Only the lines from the one containing "Pick out one point on every instance of the white stone" through the end of the entries should be repeated, exactly as they appear, first and last included.
======
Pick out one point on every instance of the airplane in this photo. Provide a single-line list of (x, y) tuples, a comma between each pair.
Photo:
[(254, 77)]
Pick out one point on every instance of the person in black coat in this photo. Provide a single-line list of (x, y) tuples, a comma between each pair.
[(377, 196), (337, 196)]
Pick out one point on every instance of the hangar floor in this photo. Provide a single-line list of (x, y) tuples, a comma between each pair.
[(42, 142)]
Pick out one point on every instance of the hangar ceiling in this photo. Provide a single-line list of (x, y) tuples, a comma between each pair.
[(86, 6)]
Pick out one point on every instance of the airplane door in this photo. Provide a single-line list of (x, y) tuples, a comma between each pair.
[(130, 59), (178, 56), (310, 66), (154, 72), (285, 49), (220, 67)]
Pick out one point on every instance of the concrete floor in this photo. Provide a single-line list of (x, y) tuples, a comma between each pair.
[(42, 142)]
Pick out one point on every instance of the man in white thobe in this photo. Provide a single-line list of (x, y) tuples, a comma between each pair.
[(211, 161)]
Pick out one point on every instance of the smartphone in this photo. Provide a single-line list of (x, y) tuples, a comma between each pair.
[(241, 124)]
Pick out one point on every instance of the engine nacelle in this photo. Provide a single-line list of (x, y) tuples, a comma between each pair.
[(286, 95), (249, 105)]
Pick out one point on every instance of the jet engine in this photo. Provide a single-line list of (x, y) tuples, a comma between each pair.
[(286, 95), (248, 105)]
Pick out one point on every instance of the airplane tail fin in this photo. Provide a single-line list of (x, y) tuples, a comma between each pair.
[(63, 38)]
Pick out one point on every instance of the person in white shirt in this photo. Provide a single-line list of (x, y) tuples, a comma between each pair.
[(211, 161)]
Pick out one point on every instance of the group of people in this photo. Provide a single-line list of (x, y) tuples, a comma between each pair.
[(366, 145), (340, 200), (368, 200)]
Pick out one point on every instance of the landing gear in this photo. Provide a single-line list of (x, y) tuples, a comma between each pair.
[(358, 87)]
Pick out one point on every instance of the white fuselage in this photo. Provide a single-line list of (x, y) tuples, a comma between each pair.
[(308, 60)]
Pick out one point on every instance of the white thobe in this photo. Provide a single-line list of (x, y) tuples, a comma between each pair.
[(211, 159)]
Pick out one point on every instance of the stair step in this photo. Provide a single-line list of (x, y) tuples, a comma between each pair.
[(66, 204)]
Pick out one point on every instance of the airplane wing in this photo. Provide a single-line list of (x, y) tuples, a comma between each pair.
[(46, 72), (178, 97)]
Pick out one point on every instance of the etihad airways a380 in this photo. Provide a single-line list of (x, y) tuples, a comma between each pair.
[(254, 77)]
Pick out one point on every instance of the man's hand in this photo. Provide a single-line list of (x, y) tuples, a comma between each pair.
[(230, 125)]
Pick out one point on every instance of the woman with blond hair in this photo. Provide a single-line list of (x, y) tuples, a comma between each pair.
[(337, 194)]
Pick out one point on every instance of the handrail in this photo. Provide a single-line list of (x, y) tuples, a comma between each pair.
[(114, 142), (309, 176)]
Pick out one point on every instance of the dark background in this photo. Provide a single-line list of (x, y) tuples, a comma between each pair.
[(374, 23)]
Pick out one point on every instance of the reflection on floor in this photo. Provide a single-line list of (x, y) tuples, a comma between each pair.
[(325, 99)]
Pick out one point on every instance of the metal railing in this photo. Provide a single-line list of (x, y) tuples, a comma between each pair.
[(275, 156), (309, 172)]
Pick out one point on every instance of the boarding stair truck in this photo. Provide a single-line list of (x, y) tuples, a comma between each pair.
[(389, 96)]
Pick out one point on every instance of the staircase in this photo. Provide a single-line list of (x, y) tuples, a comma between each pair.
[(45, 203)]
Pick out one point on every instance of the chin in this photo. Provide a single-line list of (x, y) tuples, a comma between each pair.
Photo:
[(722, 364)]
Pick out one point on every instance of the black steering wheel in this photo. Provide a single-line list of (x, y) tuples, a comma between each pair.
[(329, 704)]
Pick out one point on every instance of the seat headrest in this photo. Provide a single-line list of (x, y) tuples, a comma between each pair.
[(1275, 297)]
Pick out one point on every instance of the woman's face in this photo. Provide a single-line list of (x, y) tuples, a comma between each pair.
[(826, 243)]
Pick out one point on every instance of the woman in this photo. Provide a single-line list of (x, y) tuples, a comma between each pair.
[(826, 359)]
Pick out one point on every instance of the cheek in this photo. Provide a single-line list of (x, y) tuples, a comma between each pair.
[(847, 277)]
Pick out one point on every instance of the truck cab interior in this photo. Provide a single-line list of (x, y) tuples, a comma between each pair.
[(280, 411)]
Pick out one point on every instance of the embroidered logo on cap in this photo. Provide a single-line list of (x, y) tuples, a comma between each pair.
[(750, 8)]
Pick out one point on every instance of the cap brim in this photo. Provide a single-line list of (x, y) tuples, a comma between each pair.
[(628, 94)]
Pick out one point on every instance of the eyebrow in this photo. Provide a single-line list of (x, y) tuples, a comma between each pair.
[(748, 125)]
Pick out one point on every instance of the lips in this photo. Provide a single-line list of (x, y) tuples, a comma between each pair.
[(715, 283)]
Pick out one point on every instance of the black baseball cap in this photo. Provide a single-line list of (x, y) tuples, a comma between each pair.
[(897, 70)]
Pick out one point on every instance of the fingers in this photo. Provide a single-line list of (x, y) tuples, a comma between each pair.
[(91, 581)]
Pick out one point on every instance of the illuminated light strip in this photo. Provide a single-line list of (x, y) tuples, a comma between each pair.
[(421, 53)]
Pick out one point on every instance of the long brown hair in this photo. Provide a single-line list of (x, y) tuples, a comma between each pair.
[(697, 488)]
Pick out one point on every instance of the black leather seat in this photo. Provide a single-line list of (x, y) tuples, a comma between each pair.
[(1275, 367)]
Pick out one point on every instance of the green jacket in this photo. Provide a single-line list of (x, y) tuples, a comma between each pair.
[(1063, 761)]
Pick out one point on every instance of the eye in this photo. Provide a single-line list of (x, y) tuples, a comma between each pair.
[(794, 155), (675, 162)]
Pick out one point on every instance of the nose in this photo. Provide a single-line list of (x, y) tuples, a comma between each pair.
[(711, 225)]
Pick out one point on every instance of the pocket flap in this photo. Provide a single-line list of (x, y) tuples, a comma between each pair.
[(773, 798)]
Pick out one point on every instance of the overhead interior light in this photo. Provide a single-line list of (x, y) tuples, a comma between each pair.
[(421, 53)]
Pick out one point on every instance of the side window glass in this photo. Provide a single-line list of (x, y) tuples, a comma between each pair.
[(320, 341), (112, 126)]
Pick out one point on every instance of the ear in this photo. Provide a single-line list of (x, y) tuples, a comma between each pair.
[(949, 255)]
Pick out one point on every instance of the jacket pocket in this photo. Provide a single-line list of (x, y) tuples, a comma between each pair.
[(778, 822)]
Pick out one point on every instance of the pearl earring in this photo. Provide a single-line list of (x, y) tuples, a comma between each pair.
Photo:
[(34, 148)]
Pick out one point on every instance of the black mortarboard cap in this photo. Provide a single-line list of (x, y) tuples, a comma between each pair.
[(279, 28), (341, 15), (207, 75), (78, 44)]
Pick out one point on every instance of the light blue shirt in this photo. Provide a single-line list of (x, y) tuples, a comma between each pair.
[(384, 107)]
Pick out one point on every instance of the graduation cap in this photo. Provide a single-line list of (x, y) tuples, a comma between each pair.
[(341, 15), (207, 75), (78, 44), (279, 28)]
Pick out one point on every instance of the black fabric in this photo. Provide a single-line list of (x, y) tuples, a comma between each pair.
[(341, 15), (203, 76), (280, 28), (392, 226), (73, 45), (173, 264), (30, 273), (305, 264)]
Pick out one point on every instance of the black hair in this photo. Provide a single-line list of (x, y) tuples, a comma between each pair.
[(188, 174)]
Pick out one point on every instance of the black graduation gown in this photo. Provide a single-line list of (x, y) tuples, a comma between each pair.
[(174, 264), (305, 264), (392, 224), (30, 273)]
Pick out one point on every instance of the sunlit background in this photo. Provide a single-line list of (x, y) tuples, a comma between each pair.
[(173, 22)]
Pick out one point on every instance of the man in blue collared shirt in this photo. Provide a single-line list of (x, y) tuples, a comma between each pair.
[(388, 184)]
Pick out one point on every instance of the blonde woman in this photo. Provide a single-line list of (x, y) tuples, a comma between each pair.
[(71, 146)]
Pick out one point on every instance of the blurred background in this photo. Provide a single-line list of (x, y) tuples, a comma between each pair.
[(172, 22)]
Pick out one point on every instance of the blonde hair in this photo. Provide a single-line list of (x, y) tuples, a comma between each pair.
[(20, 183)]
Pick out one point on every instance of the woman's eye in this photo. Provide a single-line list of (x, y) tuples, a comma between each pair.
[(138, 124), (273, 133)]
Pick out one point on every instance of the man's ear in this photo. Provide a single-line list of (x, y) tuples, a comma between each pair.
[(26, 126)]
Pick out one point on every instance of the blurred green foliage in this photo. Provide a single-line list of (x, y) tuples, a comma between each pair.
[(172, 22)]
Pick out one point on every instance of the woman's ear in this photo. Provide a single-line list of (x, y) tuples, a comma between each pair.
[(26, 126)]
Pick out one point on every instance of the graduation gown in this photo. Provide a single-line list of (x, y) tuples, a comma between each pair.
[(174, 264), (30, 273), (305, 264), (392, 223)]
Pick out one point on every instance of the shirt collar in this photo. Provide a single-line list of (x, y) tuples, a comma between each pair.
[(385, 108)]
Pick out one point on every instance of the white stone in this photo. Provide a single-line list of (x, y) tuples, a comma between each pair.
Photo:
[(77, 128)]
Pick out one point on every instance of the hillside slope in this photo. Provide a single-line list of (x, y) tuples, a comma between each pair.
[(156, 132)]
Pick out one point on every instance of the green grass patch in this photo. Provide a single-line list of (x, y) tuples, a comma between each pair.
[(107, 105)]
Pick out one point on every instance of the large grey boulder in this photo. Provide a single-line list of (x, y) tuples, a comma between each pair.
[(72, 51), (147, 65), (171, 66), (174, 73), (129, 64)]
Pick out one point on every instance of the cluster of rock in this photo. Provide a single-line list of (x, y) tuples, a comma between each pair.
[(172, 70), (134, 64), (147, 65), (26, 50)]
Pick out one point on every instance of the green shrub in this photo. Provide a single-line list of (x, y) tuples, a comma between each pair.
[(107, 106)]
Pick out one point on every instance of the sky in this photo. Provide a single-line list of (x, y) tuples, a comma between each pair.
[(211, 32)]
======
=== EXPECTED ANSWER ===
Pick out one point on every instance of the white stone in this photo. Provide a single-line list of (x, y) tuples, a comma between each pair.
Photo:
[(77, 128)]
Pick out one point on every instance of the hillside slope in this photo. Provide a single-line list of (x, y) tuples, a comma between each pair.
[(156, 132)]
Pick out one point on every instance of the green grass patch in this photo. Provide a single-line list of (x, y) tuples, a comma between each pair.
[(107, 105)]
Pick out one point on every instance of the large grey boulder in this photo. Provide a single-line list of (x, y) tuples, a comma between each pair.
[(72, 51), (147, 65), (171, 66), (174, 73), (129, 64)]
Pick out one point on every instance of the cluster of rock in this photo. Provide a single-line list of (x, y) tuples, a comma between each pair.
[(172, 70), (134, 64), (147, 65), (26, 50)]
Pick out one point on every instance of the green shrub in this photo. Provide a single-line list of (x, y) tuples, a comma between each pair.
[(107, 106)]
Pick out one point on every instance of the sky in this photo. Provide a single-line list of (x, y) tuples, a comma between each pair.
[(211, 32)]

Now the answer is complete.